__Activity__.
Collect every line of the records below that contains the word "windshield".

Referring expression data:
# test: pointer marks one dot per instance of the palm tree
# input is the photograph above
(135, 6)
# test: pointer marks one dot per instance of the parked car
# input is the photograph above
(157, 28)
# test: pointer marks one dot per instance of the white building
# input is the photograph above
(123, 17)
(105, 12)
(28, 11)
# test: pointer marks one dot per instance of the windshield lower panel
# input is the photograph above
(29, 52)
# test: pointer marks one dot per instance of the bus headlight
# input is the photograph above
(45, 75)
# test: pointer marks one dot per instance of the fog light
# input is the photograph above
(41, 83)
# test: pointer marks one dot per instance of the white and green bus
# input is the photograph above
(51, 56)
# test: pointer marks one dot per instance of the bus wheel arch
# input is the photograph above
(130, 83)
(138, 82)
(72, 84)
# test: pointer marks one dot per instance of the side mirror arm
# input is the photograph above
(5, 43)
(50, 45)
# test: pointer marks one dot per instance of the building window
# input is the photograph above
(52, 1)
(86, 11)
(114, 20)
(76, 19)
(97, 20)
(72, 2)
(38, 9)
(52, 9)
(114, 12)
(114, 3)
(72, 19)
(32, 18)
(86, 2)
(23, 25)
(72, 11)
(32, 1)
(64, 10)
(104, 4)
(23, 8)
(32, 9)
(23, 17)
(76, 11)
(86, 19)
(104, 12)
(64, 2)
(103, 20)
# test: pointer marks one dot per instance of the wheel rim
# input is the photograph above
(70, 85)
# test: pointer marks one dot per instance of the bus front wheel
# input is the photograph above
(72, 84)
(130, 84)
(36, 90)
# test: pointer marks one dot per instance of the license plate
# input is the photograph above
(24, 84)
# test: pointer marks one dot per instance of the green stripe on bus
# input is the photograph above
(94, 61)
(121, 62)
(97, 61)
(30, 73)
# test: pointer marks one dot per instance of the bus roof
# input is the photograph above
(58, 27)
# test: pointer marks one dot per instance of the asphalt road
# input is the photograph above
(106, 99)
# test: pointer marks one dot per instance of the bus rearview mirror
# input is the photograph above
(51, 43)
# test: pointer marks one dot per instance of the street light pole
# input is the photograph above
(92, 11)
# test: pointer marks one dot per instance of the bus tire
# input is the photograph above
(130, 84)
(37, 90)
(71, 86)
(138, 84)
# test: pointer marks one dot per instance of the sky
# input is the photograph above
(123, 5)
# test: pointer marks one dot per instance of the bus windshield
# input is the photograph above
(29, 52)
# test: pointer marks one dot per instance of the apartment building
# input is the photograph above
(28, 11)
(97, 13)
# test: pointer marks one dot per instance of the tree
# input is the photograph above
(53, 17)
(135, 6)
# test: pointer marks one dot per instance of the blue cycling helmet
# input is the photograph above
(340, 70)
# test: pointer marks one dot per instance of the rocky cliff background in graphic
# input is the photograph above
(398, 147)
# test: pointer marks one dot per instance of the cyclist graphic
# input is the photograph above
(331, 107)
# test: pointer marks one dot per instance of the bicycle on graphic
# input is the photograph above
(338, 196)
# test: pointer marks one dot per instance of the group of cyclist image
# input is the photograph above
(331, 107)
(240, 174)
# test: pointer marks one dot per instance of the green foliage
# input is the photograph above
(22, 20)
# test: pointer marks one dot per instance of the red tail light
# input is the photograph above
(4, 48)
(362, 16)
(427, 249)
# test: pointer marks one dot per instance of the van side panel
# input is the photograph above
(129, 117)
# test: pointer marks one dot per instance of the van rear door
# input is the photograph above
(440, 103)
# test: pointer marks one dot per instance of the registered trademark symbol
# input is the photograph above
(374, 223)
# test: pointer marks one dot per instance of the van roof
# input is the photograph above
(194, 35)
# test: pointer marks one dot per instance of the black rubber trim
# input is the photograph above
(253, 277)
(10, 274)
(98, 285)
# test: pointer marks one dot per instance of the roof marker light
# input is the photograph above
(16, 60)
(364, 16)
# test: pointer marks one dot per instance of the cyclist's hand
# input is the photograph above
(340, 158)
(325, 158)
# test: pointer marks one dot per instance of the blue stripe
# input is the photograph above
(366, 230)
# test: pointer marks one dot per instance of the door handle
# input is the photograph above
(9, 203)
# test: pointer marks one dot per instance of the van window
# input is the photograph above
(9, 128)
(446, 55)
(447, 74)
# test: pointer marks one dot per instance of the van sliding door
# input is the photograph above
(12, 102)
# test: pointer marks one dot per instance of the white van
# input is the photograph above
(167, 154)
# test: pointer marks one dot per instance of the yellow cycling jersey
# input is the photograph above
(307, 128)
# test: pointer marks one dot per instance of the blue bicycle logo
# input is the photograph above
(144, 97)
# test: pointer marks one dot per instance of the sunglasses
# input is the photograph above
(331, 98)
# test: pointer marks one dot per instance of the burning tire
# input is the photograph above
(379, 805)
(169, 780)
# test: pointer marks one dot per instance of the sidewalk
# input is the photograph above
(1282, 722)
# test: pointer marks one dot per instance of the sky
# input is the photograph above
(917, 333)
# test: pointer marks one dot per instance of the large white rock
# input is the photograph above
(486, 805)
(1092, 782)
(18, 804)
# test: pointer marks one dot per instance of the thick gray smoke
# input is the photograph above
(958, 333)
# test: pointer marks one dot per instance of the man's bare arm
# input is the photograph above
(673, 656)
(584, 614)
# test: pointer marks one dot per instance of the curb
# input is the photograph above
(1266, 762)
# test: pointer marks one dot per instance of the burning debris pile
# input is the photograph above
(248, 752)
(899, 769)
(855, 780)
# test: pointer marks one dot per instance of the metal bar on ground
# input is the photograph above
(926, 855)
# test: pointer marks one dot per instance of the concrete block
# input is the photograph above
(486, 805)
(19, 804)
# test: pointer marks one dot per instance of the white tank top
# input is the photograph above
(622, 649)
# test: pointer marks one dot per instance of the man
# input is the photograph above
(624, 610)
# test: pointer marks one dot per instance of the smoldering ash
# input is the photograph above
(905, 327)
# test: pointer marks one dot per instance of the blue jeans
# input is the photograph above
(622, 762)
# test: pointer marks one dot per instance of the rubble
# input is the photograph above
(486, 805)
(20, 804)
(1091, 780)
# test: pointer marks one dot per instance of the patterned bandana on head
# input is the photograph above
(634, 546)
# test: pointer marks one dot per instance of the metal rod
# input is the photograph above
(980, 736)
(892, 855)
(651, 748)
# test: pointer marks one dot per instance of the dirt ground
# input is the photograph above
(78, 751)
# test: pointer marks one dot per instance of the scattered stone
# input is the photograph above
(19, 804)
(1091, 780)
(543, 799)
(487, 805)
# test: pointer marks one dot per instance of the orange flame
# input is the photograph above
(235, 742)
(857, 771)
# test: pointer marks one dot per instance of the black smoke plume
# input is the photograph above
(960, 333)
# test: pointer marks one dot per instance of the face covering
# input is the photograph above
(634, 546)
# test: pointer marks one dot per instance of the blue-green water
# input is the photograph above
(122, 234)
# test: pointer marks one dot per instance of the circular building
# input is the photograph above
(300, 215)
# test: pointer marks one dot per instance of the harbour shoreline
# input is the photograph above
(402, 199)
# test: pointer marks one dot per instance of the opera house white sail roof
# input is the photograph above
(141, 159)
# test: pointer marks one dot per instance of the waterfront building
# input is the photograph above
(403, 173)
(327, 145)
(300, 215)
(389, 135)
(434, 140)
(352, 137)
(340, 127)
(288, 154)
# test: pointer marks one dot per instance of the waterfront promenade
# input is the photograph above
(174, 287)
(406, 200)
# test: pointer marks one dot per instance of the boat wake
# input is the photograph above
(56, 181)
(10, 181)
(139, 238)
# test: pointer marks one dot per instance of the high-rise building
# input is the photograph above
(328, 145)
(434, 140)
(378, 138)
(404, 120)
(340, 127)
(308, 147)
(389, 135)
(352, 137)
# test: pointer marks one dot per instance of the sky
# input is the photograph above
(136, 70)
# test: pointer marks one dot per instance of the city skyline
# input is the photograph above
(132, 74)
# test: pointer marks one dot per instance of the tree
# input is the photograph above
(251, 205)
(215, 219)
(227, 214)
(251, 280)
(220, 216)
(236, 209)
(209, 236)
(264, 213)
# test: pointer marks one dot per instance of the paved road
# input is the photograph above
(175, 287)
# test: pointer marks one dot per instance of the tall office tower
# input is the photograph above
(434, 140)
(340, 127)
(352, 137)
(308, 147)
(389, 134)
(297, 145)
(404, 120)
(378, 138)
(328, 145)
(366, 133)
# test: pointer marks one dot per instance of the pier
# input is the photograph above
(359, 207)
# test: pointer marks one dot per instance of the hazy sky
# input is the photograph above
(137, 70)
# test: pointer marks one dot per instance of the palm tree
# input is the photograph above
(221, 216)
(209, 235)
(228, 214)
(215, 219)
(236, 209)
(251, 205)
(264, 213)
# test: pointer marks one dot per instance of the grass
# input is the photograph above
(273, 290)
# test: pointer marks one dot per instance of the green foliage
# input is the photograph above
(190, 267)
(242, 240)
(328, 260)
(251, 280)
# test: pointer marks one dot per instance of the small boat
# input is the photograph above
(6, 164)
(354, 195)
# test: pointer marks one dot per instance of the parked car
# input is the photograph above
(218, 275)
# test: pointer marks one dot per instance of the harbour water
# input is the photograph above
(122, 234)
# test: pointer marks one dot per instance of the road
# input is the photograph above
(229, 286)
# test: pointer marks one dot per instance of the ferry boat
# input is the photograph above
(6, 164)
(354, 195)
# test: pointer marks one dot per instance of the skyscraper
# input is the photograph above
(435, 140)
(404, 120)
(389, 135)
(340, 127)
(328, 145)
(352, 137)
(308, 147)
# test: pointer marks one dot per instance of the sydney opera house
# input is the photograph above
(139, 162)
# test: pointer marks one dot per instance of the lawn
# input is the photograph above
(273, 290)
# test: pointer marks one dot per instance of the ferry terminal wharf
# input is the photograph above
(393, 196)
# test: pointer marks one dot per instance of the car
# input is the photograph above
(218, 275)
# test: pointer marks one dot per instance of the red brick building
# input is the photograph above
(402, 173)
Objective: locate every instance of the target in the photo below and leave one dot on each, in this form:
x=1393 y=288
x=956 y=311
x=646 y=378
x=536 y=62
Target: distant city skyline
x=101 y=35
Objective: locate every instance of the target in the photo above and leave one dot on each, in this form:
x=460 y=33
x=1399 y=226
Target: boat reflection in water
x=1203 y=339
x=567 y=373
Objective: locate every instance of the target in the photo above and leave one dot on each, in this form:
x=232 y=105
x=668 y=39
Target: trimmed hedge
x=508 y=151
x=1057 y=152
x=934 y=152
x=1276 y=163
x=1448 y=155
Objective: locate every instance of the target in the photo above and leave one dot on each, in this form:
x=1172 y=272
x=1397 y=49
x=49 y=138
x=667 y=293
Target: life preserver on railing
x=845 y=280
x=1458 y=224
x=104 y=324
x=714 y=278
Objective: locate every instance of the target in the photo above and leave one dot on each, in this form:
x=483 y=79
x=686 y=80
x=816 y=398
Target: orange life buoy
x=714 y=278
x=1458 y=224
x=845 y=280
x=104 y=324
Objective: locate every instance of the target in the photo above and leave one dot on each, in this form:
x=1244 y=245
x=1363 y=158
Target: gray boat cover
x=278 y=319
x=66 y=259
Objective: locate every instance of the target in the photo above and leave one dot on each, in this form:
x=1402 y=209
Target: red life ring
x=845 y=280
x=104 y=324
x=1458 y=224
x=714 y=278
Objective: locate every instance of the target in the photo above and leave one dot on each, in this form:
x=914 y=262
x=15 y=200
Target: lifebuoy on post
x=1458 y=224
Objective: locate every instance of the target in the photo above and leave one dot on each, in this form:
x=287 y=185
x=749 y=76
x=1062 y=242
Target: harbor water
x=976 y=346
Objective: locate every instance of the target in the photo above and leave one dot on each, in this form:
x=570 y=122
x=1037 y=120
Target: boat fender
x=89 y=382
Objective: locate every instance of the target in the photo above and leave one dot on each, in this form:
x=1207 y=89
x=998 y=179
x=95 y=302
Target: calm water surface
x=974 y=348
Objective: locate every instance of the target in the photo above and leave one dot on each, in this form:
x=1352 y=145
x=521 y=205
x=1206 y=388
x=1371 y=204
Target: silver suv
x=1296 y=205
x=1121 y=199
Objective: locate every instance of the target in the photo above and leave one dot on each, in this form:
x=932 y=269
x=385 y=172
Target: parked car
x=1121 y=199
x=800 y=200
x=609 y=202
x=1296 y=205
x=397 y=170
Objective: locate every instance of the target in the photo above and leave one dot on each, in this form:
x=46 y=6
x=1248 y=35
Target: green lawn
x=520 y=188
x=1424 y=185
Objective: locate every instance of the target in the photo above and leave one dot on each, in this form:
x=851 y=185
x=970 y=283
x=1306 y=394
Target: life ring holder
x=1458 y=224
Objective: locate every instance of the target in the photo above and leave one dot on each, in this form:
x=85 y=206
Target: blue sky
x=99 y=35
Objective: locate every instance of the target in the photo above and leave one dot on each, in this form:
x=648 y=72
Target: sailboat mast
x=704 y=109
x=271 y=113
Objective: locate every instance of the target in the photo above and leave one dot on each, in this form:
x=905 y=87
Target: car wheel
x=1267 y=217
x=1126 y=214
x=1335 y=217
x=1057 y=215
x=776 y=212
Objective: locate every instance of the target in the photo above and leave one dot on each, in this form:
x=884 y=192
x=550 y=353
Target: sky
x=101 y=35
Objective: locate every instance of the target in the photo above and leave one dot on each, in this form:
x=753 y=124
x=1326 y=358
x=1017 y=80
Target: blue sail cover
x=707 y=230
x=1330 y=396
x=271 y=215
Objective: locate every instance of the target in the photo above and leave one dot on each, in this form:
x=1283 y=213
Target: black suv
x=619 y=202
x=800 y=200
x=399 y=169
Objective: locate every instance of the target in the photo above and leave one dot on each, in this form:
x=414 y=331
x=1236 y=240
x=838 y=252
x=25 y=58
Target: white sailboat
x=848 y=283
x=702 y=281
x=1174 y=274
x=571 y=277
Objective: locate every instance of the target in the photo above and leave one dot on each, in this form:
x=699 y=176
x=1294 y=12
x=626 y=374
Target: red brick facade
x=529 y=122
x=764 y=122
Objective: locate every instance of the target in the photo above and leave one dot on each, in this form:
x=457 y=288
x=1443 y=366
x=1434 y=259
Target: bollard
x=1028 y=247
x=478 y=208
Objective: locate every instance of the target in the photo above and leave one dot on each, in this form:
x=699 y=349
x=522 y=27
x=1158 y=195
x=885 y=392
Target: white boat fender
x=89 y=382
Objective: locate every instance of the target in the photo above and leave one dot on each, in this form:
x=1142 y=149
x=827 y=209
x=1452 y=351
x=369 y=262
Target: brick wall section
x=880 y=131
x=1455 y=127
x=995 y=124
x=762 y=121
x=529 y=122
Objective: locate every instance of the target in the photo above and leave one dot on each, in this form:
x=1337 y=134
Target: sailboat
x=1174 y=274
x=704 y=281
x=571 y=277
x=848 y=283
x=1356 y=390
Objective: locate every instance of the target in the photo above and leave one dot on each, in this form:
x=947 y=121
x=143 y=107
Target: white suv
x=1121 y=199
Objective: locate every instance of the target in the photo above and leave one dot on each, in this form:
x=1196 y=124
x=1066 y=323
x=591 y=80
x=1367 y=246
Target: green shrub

__Answer to this problem__.
# test: pointer marks one dot per instance of the windshield lower panel
# test: pointer marks one dot per instance of the bus windshield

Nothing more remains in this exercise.